### Document text
● ● ● ● ●

ATLX 1 on 1: Anthony Robles

By: Morgan Urtso

With a movie in the making and Unstoppable about to hit the Bestsellers list, 2011 NCAA National Wrestling Champion Anthony Robles took the time to sit down with ATLX to talk inspiration, memories and the Olympic wrestling controversy. Between wrapping up a six-and-a-half-week book tour spanning across 28 states, clocking appearances on Jay Leno, Ellen, Steve Harvey, the 700 Club and ESPN, and hopping on a plane to Cabo for a speaking event, the incredible athlete and 2012 Inductee to the National Wrestling Hall of Fame caught up with us for a quick ATLX exclusive.

Ok Anthony, let’s start at the beginning. You were born without your right leg. The doctors couldn’t explain why? They didn’t have a reason for it?

Anthony: No, they didn’t expect me to be born without it. Back then, technology obviously isn’t what it is now. So as far as my mom knew, I was perfectly healthy and I was going to come out normal. And yeah, they couldn’t explain it. They just said it was a very rare thing that just happens. Other than a missing limb, I was perfectly healthy.

Growing up, they told my mom that more than likely she would have to take care of me the rest of my life. At the time she was 16, and they weren’t telling her to give me up for adoption, but they were kind of suggesting that she might be over her head with me because she was a single parent for a while.

But I have a great mom. She never accepted the thought that I couldn’t be normal. She never accepted that just because I was missing a leg I couldn’t be self-sufficient and do whatever I wanted to. So growing up, my mom always pushed me and encouraged me to try challenging things, whether it was sports or something else. She was always trying to encourage me, really trying to help me to learn to believe in myself and believe in those abilities that I had.

I’ve heard you credit your mother countless times as a huge factor in your success, and she has had such a huge influence on your life, believing in you and helping you believe in yourself. What role did she play when you got involved in wrestling? And what interested you about it in the first place?

● ● ● ● ●

[Segmentation labeling rows]
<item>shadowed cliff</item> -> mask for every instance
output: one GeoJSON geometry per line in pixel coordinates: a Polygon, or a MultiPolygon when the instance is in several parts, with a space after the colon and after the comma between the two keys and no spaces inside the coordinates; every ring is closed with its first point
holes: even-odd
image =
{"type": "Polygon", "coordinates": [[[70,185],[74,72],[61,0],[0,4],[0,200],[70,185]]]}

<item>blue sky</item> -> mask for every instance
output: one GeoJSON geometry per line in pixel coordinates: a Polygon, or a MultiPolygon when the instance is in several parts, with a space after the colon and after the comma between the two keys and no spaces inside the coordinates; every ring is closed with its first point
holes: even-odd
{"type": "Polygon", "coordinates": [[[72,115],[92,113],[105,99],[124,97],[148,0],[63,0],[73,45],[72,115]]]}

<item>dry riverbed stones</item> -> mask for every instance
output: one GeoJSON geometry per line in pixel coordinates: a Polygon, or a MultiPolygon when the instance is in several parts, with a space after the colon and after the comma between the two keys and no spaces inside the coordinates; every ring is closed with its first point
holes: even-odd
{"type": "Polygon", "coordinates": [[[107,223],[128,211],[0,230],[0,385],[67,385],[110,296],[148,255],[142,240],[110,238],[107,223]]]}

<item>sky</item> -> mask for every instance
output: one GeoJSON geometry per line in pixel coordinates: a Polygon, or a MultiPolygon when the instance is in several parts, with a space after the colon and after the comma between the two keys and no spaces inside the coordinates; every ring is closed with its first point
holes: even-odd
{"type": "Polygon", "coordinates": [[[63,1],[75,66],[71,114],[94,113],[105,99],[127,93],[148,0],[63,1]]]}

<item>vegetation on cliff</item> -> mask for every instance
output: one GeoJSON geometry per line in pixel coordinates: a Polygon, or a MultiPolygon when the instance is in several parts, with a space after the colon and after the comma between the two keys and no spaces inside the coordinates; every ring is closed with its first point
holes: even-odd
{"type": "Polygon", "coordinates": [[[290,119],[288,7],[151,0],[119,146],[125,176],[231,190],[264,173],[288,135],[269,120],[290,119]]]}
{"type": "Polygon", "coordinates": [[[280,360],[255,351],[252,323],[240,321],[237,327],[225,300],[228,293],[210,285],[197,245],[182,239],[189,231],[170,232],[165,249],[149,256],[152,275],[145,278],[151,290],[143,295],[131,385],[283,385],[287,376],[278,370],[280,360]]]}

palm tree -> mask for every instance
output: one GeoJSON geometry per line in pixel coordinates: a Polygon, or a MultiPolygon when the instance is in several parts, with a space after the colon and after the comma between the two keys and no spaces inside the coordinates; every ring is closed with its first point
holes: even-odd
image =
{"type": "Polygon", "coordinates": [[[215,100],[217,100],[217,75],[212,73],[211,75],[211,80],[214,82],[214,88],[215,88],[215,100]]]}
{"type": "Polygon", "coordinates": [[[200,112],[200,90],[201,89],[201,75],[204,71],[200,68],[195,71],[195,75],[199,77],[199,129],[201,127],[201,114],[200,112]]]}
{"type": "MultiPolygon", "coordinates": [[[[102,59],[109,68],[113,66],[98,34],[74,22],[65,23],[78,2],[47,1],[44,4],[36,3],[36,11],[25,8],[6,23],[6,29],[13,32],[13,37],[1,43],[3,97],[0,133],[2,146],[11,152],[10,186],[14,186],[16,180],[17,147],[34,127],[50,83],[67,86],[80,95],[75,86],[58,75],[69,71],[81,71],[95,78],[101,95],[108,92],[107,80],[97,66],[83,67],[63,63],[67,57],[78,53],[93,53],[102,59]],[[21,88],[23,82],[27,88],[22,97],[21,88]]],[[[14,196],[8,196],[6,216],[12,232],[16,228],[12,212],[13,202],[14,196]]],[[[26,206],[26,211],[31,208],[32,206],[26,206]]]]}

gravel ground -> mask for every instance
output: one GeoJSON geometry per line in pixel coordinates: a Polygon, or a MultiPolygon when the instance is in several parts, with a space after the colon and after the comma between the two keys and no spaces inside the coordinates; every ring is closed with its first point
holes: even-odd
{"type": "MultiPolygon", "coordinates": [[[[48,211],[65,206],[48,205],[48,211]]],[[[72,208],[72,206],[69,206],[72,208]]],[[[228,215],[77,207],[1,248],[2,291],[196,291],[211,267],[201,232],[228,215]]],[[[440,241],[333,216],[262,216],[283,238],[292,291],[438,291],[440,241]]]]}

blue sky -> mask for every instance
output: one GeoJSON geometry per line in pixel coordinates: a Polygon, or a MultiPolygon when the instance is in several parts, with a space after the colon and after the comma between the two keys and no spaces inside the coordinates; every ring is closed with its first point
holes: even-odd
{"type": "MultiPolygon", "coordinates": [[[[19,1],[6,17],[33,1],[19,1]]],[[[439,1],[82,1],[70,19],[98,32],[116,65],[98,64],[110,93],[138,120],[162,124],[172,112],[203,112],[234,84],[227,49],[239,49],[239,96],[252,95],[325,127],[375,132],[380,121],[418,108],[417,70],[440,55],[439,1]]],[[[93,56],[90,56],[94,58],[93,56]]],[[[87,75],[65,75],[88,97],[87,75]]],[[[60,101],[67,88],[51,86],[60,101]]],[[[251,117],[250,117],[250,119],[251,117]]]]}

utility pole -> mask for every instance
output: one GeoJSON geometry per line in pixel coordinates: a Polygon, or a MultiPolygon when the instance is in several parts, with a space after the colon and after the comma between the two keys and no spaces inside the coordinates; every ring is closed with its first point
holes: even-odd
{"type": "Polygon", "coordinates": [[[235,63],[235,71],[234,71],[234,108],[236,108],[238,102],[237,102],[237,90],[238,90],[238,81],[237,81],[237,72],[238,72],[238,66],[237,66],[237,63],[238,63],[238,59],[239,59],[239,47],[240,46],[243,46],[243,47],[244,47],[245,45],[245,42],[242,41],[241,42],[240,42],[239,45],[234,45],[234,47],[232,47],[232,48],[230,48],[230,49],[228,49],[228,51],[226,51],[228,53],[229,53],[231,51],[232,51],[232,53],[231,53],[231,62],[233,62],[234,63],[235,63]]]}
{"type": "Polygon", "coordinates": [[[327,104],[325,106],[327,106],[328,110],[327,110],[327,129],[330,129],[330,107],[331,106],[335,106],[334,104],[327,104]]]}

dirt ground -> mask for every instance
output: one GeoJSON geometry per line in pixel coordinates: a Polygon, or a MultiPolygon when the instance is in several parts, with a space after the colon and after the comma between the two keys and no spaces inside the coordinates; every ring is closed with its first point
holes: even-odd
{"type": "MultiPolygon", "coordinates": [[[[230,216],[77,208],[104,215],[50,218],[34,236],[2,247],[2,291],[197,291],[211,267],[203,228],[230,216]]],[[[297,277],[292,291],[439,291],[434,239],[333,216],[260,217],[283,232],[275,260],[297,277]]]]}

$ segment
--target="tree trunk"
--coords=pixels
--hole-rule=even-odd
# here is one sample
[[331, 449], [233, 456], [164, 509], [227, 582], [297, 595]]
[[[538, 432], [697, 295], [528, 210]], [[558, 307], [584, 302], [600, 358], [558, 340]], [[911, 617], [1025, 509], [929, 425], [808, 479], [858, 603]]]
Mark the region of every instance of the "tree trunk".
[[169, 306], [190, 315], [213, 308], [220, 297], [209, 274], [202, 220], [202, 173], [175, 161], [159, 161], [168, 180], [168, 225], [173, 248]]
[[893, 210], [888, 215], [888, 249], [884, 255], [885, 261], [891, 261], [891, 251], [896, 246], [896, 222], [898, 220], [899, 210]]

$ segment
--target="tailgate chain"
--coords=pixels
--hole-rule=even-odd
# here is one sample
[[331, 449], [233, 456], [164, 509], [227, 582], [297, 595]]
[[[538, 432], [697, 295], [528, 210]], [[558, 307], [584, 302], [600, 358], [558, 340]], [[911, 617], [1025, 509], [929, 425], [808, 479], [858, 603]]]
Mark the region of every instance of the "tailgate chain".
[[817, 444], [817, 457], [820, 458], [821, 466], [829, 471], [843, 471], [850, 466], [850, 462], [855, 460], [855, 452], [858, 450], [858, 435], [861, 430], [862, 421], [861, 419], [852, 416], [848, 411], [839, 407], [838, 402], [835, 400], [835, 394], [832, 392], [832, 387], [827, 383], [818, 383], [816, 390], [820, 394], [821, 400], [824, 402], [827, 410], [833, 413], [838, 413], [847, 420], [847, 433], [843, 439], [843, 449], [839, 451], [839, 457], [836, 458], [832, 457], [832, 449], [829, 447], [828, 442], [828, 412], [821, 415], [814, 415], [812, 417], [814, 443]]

● ● ● ● ●

### Exercise tasks
(a) Answer these questions from the Anthony Robles interview:
(i) How many states did the book tour span?
(ii) How old was Robles's mother at the time he was born?
(iii) Which leg was Robles born without?
(b) Collect every line of the rows that contains the string "region", copying each line in full. Case counts.

### Solutions in order
(a)
(i) 28
(ii) 16
(iii) His right leg

(b)
Mark the region of every instance of the "tree trunk".
Mark the region of every instance of the "tailgate chain".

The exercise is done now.